begin The input

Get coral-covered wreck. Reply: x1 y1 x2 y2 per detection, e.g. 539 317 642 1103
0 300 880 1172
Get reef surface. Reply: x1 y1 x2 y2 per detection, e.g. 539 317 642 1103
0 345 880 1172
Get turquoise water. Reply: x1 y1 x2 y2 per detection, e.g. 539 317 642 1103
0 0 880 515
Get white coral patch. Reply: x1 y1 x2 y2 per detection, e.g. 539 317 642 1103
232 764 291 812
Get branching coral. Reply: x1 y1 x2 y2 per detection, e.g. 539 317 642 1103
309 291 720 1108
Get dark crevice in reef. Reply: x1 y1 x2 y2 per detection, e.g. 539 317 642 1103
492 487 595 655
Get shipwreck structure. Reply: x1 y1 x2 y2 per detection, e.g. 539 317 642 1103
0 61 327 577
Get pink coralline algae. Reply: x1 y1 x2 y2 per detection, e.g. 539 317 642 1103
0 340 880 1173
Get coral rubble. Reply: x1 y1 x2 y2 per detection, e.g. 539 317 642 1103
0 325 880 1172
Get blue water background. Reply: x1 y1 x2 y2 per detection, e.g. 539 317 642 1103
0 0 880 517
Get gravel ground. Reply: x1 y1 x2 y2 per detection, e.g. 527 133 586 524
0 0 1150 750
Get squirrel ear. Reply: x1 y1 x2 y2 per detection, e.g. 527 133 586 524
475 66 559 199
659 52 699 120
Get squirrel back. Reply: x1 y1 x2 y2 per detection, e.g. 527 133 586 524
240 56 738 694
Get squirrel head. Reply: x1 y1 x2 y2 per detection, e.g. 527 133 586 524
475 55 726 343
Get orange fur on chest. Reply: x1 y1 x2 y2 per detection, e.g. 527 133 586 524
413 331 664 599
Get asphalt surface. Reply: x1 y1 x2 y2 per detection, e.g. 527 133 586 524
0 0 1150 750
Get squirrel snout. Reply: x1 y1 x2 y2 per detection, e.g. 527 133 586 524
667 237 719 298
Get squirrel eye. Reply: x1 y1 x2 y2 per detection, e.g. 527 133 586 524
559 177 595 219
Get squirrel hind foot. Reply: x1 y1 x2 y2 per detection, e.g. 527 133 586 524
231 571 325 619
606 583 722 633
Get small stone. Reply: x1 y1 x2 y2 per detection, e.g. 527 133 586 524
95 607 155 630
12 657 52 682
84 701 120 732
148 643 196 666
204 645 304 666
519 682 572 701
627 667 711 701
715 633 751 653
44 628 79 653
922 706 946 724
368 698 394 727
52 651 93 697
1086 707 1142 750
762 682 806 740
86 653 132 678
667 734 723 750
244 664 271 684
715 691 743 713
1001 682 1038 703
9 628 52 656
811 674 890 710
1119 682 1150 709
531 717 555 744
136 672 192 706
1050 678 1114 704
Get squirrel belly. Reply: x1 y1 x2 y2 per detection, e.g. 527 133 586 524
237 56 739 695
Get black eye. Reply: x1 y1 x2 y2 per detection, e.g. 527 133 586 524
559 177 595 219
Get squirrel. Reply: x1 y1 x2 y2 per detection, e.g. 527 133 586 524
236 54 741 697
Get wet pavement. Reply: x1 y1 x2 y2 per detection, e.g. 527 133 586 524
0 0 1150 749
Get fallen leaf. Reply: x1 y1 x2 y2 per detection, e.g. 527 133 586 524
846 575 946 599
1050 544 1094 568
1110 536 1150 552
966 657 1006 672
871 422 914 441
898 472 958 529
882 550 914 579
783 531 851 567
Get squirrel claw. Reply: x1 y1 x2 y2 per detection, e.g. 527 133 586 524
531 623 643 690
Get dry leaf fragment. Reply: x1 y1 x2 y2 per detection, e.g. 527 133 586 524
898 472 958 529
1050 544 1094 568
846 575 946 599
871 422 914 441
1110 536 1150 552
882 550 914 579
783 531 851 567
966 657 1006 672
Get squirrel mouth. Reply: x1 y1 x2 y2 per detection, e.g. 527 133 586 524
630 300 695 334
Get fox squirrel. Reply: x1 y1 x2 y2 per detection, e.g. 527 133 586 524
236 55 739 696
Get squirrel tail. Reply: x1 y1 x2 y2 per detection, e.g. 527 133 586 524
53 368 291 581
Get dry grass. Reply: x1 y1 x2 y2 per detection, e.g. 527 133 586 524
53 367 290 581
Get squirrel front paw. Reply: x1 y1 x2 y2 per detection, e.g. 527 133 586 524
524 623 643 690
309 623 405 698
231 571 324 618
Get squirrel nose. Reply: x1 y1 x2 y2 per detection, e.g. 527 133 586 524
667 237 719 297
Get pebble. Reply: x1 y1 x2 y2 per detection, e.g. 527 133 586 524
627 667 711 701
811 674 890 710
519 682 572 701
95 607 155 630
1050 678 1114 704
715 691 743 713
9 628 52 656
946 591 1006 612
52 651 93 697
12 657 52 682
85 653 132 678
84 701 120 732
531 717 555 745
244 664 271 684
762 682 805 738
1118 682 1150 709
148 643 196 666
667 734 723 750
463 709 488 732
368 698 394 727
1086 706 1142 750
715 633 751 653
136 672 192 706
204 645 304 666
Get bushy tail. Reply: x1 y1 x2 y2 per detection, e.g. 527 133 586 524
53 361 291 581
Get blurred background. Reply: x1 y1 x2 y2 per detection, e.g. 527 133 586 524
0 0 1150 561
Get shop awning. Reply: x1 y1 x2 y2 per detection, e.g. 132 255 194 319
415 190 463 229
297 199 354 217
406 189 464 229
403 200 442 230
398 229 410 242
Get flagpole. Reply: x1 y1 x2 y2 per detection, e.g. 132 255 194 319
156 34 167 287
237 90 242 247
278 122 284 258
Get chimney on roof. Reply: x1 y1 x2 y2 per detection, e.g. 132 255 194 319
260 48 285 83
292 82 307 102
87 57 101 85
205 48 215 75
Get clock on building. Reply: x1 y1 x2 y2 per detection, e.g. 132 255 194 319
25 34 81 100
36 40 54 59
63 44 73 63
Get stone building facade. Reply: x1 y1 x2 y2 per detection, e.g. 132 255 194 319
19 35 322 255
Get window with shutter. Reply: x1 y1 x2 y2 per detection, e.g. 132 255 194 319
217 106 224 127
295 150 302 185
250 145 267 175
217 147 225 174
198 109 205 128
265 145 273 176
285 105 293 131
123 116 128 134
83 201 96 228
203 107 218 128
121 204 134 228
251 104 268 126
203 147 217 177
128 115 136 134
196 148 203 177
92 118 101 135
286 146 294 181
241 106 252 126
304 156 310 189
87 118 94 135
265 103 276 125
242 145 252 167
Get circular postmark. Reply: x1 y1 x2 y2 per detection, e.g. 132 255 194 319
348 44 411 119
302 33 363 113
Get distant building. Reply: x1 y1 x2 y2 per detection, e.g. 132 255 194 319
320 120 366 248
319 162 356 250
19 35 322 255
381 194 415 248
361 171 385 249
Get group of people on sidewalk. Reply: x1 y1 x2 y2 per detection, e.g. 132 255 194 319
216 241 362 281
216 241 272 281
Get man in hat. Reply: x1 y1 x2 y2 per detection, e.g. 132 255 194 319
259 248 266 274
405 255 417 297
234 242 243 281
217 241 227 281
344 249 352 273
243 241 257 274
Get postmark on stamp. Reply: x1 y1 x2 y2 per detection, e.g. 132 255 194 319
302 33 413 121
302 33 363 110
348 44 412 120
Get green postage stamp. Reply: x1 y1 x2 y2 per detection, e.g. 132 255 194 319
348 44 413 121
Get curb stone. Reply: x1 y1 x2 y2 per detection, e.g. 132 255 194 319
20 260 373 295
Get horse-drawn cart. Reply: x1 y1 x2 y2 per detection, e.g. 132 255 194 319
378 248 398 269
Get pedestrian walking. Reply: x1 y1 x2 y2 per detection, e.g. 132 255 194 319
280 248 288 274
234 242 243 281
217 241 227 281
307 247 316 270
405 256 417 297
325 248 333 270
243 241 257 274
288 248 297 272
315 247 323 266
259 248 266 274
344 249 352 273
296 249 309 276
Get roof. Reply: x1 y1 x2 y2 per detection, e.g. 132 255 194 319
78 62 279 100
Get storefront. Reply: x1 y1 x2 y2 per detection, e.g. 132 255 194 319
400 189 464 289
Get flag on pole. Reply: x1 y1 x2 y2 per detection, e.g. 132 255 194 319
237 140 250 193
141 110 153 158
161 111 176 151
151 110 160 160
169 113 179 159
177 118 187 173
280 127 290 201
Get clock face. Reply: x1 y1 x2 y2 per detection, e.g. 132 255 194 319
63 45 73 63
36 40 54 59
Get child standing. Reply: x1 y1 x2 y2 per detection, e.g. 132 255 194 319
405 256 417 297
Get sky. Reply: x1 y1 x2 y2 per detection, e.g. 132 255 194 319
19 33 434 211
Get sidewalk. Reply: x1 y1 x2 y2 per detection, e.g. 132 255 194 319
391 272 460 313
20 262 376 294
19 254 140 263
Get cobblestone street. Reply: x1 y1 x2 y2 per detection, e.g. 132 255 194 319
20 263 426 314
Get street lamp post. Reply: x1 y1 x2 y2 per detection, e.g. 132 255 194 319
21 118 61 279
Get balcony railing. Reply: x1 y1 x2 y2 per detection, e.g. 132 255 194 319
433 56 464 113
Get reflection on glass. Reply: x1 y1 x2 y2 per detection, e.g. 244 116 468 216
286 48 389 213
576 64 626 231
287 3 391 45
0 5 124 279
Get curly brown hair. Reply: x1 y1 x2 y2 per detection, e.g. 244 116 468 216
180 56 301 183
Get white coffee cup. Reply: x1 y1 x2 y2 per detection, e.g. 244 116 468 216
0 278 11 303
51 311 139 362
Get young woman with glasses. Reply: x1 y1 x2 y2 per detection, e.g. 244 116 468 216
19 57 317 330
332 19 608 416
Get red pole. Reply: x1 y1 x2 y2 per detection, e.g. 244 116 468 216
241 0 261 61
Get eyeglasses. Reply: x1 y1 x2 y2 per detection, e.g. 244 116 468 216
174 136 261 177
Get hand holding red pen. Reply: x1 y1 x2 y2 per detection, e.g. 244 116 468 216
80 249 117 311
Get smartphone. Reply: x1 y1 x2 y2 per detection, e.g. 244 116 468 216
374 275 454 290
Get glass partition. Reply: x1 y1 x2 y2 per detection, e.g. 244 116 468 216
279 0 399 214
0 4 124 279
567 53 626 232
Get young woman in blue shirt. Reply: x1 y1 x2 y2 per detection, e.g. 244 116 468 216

end The input

— Work to be completed —
Filter the lines above, keeping each one that contains the word "water" and copying it as given. Case counts.

— In response —
Get turquoise water. Reply: x1 y1 x2 y2 per detection, e.g. 539 317 642 1103
Get blue water background. Reply: x1 y1 x2 y2 per detection, e.g. 539 317 642 1103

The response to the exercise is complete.